Object point labels
START

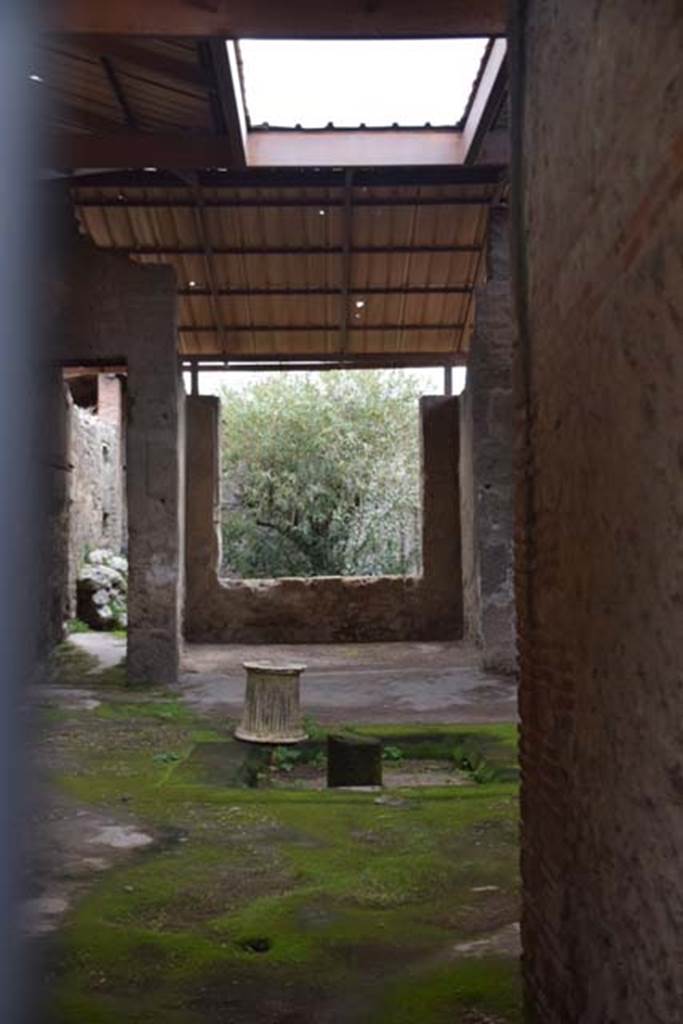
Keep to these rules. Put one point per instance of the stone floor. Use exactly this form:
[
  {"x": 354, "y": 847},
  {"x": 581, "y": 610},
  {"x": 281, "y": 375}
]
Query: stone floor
[{"x": 377, "y": 682}]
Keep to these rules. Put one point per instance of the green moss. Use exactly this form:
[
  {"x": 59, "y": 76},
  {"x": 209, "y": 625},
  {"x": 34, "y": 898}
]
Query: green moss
[
  {"x": 450, "y": 994},
  {"x": 248, "y": 894}
]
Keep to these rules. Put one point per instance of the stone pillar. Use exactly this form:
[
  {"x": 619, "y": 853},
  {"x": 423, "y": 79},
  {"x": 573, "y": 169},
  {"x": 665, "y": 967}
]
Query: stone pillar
[
  {"x": 155, "y": 443},
  {"x": 440, "y": 499},
  {"x": 105, "y": 309},
  {"x": 486, "y": 461},
  {"x": 203, "y": 500}
]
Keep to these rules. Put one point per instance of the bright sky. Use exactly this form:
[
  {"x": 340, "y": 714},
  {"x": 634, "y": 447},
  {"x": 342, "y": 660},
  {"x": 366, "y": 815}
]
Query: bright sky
[
  {"x": 353, "y": 82},
  {"x": 431, "y": 380}
]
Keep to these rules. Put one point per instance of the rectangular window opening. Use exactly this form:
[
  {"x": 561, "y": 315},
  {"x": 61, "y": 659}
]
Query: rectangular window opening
[
  {"x": 354, "y": 84},
  {"x": 321, "y": 471}
]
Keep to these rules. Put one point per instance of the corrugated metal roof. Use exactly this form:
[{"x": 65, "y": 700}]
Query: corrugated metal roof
[{"x": 413, "y": 266}]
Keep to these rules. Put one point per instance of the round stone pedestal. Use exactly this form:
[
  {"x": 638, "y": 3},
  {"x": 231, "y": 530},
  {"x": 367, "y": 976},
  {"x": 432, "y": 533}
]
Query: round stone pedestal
[{"x": 272, "y": 712}]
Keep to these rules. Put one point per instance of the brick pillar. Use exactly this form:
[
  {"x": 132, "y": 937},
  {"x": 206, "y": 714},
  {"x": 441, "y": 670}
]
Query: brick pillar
[
  {"x": 440, "y": 501},
  {"x": 203, "y": 501},
  {"x": 486, "y": 459}
]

END

Goal of the exercise
Take the line that contains "the stone pillar." and each line after it down to the last of the records, and retype them exactly; add nothing else.

Correct answer
Keep to these rules. Put one point per instance of the stone pillar. Use exactly this form:
[
  {"x": 619, "y": 853},
  {"x": 423, "y": 79},
  {"x": 573, "y": 169},
  {"x": 665, "y": 967}
]
Query: stone pillar
[
  {"x": 155, "y": 443},
  {"x": 440, "y": 499},
  {"x": 105, "y": 309},
  {"x": 486, "y": 461},
  {"x": 203, "y": 500}
]
Keep to these rules. Put one point per instance of the bright sky. Use exactly this form:
[
  {"x": 340, "y": 714},
  {"x": 634, "y": 447},
  {"x": 342, "y": 660},
  {"x": 366, "y": 815}
]
Query: bright sky
[
  {"x": 353, "y": 82},
  {"x": 431, "y": 380}
]
Keep to these rules. Put one point per instance of the rectangular window opening. Use exactly this form:
[
  {"x": 561, "y": 315},
  {"x": 61, "y": 659}
]
Query: rectangular window opening
[
  {"x": 354, "y": 84},
  {"x": 321, "y": 471}
]
Keep to these rules. Put one point per instance of the corrugated metal roof. Use exactly this form:
[{"x": 65, "y": 700}]
Query: corrugated metal roof
[{"x": 413, "y": 266}]
Keep to these rules. Put one point per instance of the round stone pedestal. Use exactly this form:
[
  {"x": 638, "y": 3},
  {"x": 231, "y": 530},
  {"x": 367, "y": 976},
  {"x": 432, "y": 533}
]
Query: round stone pedestal
[{"x": 272, "y": 712}]
Keep to these rules. Put one point per instance of the brick pillar. Use exactly this form:
[
  {"x": 132, "y": 937},
  {"x": 206, "y": 714},
  {"x": 441, "y": 670}
]
Query: brick pillar
[
  {"x": 440, "y": 501},
  {"x": 203, "y": 501},
  {"x": 486, "y": 459}
]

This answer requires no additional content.